• **Records to use**
______________________________

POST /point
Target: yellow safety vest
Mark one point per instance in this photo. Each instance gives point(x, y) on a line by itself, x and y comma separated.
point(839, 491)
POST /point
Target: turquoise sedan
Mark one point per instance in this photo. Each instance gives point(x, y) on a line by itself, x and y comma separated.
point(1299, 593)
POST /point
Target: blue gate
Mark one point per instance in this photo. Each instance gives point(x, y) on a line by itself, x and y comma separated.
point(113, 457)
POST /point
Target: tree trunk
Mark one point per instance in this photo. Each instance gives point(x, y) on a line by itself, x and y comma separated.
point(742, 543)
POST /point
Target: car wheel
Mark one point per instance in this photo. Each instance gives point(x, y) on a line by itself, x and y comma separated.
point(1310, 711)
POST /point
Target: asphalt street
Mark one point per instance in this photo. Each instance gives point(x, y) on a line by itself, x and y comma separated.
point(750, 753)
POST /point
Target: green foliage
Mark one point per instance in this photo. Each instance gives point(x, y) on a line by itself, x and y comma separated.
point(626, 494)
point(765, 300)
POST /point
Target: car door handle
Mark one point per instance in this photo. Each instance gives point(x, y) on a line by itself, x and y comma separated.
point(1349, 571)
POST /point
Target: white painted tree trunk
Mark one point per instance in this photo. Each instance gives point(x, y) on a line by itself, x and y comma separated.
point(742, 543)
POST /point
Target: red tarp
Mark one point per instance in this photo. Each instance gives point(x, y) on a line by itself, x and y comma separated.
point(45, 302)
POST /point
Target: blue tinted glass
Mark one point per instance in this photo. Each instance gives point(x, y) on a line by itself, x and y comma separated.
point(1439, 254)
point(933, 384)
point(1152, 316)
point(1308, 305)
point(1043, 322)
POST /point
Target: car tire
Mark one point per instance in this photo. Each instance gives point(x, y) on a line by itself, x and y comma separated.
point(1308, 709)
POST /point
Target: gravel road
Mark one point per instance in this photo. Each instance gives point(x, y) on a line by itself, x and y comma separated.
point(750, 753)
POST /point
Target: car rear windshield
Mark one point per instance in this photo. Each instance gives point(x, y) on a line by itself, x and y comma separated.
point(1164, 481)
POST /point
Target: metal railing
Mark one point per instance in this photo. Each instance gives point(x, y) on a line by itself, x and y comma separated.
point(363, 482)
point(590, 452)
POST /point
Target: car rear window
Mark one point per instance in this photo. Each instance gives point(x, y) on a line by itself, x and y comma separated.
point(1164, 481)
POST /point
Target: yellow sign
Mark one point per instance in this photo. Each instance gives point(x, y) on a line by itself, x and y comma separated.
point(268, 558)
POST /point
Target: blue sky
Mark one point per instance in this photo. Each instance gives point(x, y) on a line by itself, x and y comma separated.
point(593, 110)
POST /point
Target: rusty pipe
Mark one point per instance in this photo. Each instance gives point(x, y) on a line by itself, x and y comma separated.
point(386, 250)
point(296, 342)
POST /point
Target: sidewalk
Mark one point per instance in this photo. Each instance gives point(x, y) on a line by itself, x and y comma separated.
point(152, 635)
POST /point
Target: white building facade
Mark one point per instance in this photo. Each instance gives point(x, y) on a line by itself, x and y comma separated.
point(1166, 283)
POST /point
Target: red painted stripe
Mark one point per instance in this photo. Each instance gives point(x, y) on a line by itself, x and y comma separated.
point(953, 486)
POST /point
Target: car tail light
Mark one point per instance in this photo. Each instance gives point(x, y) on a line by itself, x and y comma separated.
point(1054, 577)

______________________________

• **Objective**
Can you reproduce all of the material above word for word, from the first line to the last?

• **Final answer**
POST /point
Target: yellow safety vest
Mark one point per instance in this photo. Each instance gives point(x, y) on a line by itself, x and y comma separated.
point(839, 491)
POST /point
Target: turquoise sedan
Mark one point per instance in this photo. Each instance gives point(x, y) on a line by itself, x and y comma separated.
point(1299, 593)
POST /point
Target: blue gate
Mark one point per instance in this photo. Each instance gives point(x, y) on a line by itself, x and y comma separated.
point(113, 457)
POST /point
Target: tree trunk
Mark one point per instance in this photo. Each instance gives point(x, y) on a line by itself, x and y comma separated.
point(742, 543)
POST /point
Target: car wheel
Mark one point per instance in this photo. Each instance gives point(x, y) on a line by itself, x and y comma separated.
point(1310, 711)
POST /point
Target: asphalt street
Mark one point per instance in this photo. Each instance gives point(x, y) on a line by itself, x and y comma separated.
point(750, 753)
POST /point
Target: green foliage
Mark one point per instance in this photo. Each instance gives point(x, y) on a line by itself, x and y comma separated.
point(626, 494)
point(765, 300)
POST /point
Target: car door handle
Mark one point per instance in this photo. Each instance gives point(x, y) on a line by itself, x and y comma separated.
point(1349, 571)
POST /point
Target: white painted tree trunk
Mark one point per instance in this photo. Each instance gives point(x, y) on a line by itself, x and y comma separated.
point(742, 543)
POST /point
Target: red tarp
Mark one point per instance in this photo. Each instance gives point(x, y) on a line by itself, x and y comma separated.
point(45, 302)
POST /point
Target: blue tinted glass
Mark one point per instance in this photo. Each instance gives point(x, y) on a line by itself, x and y comma separated.
point(1439, 254)
point(933, 384)
point(1152, 316)
point(1308, 305)
point(1043, 322)
POST /point
Target: car tire
Mark one point per instance in this photo. Each instance gives point(x, y) on a line by itself, x and y comma separated.
point(1308, 709)
POST /point
Target: gravel road
Mark one point per instance in this photo. Each instance gives point(x, y) on a line by itself, x and y comma separated.
point(750, 753)
POST /point
Target: car rear windshield
Mark one point per instance in this photo. Each instance gives point(x, y) on a line by itself, x and y comma separated.
point(1164, 481)
POST /point
Target: metal railing
Mark one point per instance in this photo. Each instance gives point(x, y) on a line by itself, x and y comma separated.
point(363, 482)
point(590, 452)
POST /point
Target: car rear window
Mark one point per instance in this photo. Each instance gives point(x, y) on a line by itself, x and y comma separated.
point(1164, 481)
POST /point
Target: yellow sign
Mark one point per instance in this photo. Each instance gives point(x, y) on a line by itself, x and y comma separated.
point(268, 558)
POST /point
Target: blue sky
Mark one point per instance in this photo. Each instance gives point(x, y) on a line by itself, x and y comma separated.
point(593, 110)
POST /point
Target: rusty pipe
Mark one point per instance in this photo. Each instance gives point(x, y) on a line by itself, x and y comma separated.
point(386, 250)
point(296, 342)
POST /point
Target: sidewalk
Mark one point per instance in this photo. Each instance gives point(x, y) on a line by itself, x and y comma separated.
point(152, 635)
POST /point
Target: white building facade
Mark one point per instance in this photo. Each instance gives point(x, y) on a line by itself, x and y comma separated.
point(1166, 283)
POST /point
Target: red painted stripe
Mark one point per instance in this photo. Each instance gives point(x, y) on a line by itself, x and y comma separated.
point(953, 486)
POST /point
Target: car tail light
Mark one point per instance in this photo. Each instance gives point(x, y) on a line by itself, x and y comma separated.
point(1054, 577)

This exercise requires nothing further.